┌────────

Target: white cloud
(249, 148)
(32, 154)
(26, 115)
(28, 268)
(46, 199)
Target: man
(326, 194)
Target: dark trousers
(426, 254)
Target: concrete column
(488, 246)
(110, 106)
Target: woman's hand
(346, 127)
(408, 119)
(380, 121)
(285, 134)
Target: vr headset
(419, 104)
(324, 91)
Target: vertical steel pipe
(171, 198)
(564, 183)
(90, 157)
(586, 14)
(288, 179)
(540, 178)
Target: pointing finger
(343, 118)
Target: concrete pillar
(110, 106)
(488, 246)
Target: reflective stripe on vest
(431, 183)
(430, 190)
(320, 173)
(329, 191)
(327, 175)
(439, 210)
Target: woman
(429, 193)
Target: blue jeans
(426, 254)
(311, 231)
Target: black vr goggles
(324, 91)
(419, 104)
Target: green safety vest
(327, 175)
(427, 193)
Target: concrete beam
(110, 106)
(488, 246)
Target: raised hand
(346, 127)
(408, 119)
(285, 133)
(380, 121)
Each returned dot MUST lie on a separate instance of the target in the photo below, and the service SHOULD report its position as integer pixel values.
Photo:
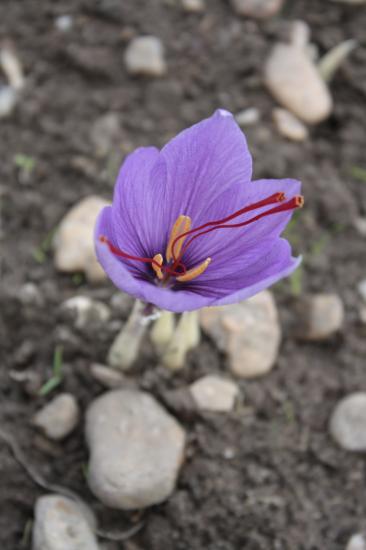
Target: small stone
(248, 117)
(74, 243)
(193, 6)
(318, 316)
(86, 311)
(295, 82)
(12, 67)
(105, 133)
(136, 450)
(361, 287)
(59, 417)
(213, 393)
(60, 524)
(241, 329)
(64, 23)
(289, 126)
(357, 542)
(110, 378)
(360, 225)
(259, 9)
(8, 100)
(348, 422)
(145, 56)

└────────
┌────────

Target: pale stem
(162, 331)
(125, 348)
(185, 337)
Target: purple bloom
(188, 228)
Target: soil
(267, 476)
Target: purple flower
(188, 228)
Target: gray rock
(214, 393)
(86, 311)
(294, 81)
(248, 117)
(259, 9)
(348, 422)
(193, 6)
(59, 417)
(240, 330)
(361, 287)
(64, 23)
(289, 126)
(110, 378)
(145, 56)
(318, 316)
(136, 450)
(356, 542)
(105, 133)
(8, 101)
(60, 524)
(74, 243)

└────────

▶ [To be done]: Report every line in the listing above that contains the string "hand". Case counts.

▶ [Written solution]:
Target: woman's hand
Target: raised hand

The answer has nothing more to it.